## Given request
Copy out the records from the line containing "segment green foliage, each instance" through the end of the records, both ends included and requests kept, shifting every coordinate in the answers up by 55.

## Entries shown
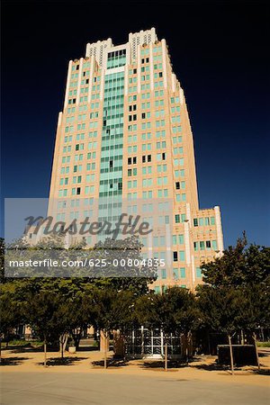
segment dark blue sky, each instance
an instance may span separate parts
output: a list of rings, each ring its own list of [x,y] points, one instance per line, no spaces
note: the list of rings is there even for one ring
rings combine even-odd
[[[9,0],[2,13],[3,197],[49,195],[68,60],[155,26],[185,93],[201,208],[220,205],[225,246],[244,230],[269,245],[266,2]]]

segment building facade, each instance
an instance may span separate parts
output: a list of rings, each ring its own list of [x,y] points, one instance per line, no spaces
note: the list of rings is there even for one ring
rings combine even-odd
[[[88,43],[86,56],[68,64],[49,213],[58,220],[91,217],[93,201],[113,201],[113,217],[123,201],[156,212],[153,204],[166,199],[169,241],[161,227],[144,252],[166,262],[152,287],[194,289],[201,264],[222,254],[220,211],[199,208],[189,115],[166,40],[152,28],[130,33],[122,45]],[[108,204],[98,207],[98,217],[108,218]],[[94,243],[91,236],[86,242]]]

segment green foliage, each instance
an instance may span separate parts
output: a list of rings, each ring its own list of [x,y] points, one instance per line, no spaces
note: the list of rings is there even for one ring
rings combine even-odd
[[[203,263],[202,281],[214,287],[238,288],[256,284],[270,285],[270,248],[250,245],[246,237],[229,247],[221,257]]]
[[[172,287],[161,294],[148,294],[136,303],[139,323],[160,328],[166,335],[173,331],[187,334],[194,330],[200,312],[194,295],[188,290]]]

## Answer to the exercise
segment green foliage, each instance
an instance may span separate parts
output: a list of rings, each ring its own list of [x,y] points, one instance per line, no spaces
note: the list of rings is there even for one ring
rings combine even-odd
[[[258,318],[257,336],[269,342],[293,343],[311,339],[325,340],[325,303],[305,300],[301,292],[284,302],[276,312]]]
[[[227,342],[216,349],[203,349],[191,358],[194,378],[215,383],[221,390],[228,386],[242,389],[249,385],[255,367],[249,350],[243,345]]]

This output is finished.